## What is required
Convert the lines below into a JSON array of strings, one string per line, omitting blank lines. Leave the pictures out of the array.

# Available records start

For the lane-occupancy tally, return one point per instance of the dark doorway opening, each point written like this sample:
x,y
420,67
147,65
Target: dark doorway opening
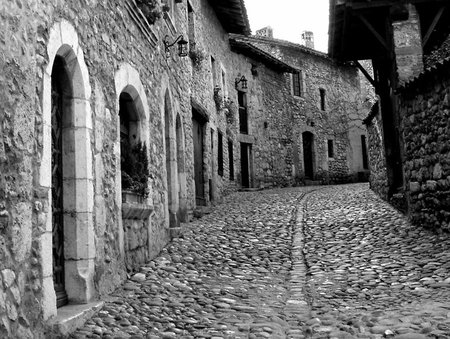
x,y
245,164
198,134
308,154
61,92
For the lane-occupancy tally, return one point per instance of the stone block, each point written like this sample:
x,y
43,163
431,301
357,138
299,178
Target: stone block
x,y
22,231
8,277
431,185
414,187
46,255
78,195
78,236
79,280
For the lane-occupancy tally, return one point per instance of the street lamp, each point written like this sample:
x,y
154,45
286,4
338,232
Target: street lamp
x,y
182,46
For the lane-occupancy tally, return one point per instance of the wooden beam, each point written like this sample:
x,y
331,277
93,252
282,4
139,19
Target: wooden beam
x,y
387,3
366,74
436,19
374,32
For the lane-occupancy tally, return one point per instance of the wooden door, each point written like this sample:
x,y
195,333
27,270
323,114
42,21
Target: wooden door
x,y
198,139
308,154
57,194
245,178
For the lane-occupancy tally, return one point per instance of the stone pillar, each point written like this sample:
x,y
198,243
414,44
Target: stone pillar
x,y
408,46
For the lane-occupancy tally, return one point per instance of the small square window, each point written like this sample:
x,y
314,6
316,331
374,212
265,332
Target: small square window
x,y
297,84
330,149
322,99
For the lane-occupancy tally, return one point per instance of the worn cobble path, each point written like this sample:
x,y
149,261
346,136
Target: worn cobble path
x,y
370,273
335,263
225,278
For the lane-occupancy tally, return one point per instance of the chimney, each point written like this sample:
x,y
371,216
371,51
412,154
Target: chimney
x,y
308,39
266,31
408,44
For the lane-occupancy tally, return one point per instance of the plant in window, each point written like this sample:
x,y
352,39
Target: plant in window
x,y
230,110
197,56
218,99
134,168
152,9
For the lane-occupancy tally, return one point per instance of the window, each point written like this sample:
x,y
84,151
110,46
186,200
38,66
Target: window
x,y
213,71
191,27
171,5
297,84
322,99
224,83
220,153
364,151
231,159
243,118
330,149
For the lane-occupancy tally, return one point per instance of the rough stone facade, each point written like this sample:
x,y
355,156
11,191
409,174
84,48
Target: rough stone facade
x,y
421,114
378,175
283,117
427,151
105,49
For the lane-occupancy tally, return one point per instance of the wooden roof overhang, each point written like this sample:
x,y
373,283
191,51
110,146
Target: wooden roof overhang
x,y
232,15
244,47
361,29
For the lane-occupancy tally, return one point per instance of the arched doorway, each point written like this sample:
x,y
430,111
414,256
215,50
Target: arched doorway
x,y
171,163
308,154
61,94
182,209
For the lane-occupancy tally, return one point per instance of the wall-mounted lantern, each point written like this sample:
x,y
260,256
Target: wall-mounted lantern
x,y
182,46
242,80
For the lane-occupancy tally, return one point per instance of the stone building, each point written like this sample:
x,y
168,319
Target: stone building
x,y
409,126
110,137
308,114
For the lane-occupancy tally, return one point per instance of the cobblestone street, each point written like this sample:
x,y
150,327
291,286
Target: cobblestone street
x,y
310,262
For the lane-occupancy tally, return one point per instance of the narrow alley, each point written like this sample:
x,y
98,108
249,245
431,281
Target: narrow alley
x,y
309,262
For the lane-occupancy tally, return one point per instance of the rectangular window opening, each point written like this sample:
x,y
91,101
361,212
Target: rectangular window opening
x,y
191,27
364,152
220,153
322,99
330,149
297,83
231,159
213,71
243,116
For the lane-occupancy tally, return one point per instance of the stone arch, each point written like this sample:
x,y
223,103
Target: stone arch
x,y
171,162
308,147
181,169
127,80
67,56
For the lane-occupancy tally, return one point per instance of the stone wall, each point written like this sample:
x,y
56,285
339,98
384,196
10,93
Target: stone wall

# Available records end

## Written solution
[
  "For the lane-occupancy tally, return one point per instance of the dark doorway opening, each point written like this sample:",
  "x,y",
  "420,67",
  "147,65",
  "Target: dark doorway opening",
  "x,y",
  "245,164",
  "198,134",
  "308,154",
  "61,92",
  "For the lane-occupancy tally, return one point per instance of the stone block, each point written like this sample:",
  "x,y",
  "43,163",
  "431,301",
  "357,138",
  "299,178",
  "Target: stone block",
  "x,y",
  "22,231",
  "8,277",
  "431,185",
  "414,187",
  "46,255",
  "78,195",
  "78,236",
  "79,280",
  "For the lane-occupancy tally, return one point per instance of the street lamp, each point written like this sample:",
  "x,y",
  "154,45",
  "286,4",
  "338,232",
  "Target: street lamp",
  "x,y",
  "182,46",
  "For the lane-occupancy tally, return one point per instance of the wooden beam, each point written like this sample:",
  "x,y",
  "331,277",
  "93,252",
  "282,4",
  "139,19",
  "Target: wooden beam",
  "x,y",
  "387,3",
  "366,74",
  "436,19",
  "374,32",
  "For the lane-occupancy tally, return one point per instance of the wooden door, each point written like this sample:",
  "x,y",
  "195,333",
  "27,270",
  "323,114",
  "42,21",
  "Target: wooden door",
  "x,y",
  "198,139",
  "308,154",
  "57,194",
  "245,178",
  "For the lane-occupancy tally, return one point per instance of the stone pillar, each point written like this sample:",
  "x,y",
  "198,243",
  "414,44",
  "Target: stone pillar",
  "x,y",
  "408,46",
  "For the lane-occupancy tally, return one point per instance of the small square window, each point written like this sample:",
  "x,y",
  "314,6",
  "316,331",
  "374,212",
  "265,332",
  "Target: small square window",
  "x,y",
  "297,84",
  "330,149",
  "322,99",
  "For the lane-occupancy tally, return one point per instance of the worn cobble path, each point written like this sample:",
  "x,y",
  "149,261",
  "346,136",
  "Target: worn cobble path",
  "x,y",
  "370,273",
  "335,263",
  "225,278",
  "For the lane-occupancy tally, return one point per instance of the chimney, each point written like this sample:",
  "x,y",
  "371,216",
  "371,51",
  "412,154",
  "Target: chimney",
  "x,y",
  "308,39",
  "266,31",
  "408,44",
  "For the lane-occupancy tally, return one point per instance of the plant in window, each point written like this sample:",
  "x,y",
  "352,39",
  "Target: plant in window",
  "x,y",
  "230,110",
  "197,56",
  "218,99",
  "134,168",
  "152,9",
  "For the lane-occupancy tally, return one point per instance of the window, each point written like this sample:",
  "x,y",
  "84,151",
  "110,46",
  "186,200",
  "38,66",
  "Target: window",
  "x,y",
  "213,71",
  "191,27",
  "171,5",
  "297,84",
  "322,99",
  "224,83",
  "220,153",
  "364,151",
  "231,159",
  "243,118",
  "330,149",
  "For the lane-occupancy tally, return one point per instance of the rough stone facade, each point written like this sample:",
  "x,y",
  "355,156",
  "11,191",
  "409,174",
  "84,48",
  "Target: rough stone facade",
  "x,y",
  "421,114",
  "378,175",
  "283,117",
  "427,151",
  "105,49",
  "For the lane-occupancy tally, return one point per instance of the wooden roof overhang, each point written like this sample:",
  "x,y",
  "373,283",
  "191,51",
  "110,146",
  "Target: wooden roof overhang",
  "x,y",
  "232,15",
  "244,47",
  "361,29",
  "For the lane-occupancy tally, return one point per instance of the arched doorway, each point written like this sample:",
  "x,y",
  "430,111",
  "414,256",
  "215,50",
  "Target: arched doorway",
  "x,y",
  "171,163",
  "308,154",
  "61,94",
  "182,209",
  "For the lane-occupancy tally, return one point per instance of the wall-mounted lantern, each point written like this sample:",
  "x,y",
  "260,256",
  "Target: wall-mounted lantern",
  "x,y",
  "182,46",
  "242,80",
  "For the lane-occupancy tally, return one point per instance of the stone building, each point written like this sample:",
  "x,y",
  "168,319",
  "Target: stone building",
  "x,y",
  "409,126",
  "110,137",
  "308,114",
  "For the lane-occupancy tally, return one point per instance of the cobblestone street, each point written like this sample:",
  "x,y",
  "150,327",
  "291,286",
  "Target: cobblestone street",
  "x,y",
  "310,262",
  "For the lane-occupancy tally, return one point per instance of the narrow alley, each point written like this sample:",
  "x,y",
  "98,108",
  "249,245",
  "431,281",
  "Target: narrow alley",
  "x,y",
  "309,262",
  "For the lane-occupancy tally, return one point per instance of the rectangular window opening, each point written like this sample:",
  "x,y",
  "91,101",
  "361,212",
  "Target: rectangular window opening",
  "x,y",
  "191,27",
  "364,152",
  "220,153",
  "322,99",
  "330,149",
  "297,83",
  "231,159",
  "213,71",
  "243,116",
  "For the lane-occupancy tally, return one point per instance of the stone arch, each point written like this sample:",
  "x,y",
  "223,103",
  "Target: stone arch",
  "x,y",
  "171,162",
  "308,147",
  "181,169",
  "127,80",
  "67,56",
  "For the lane-occupancy tally, return one point per instance of the stone wall, each point written like this sample:",
  "x,y",
  "56,285",
  "339,98",
  "384,196",
  "10,93",
  "Target: stone wall"
]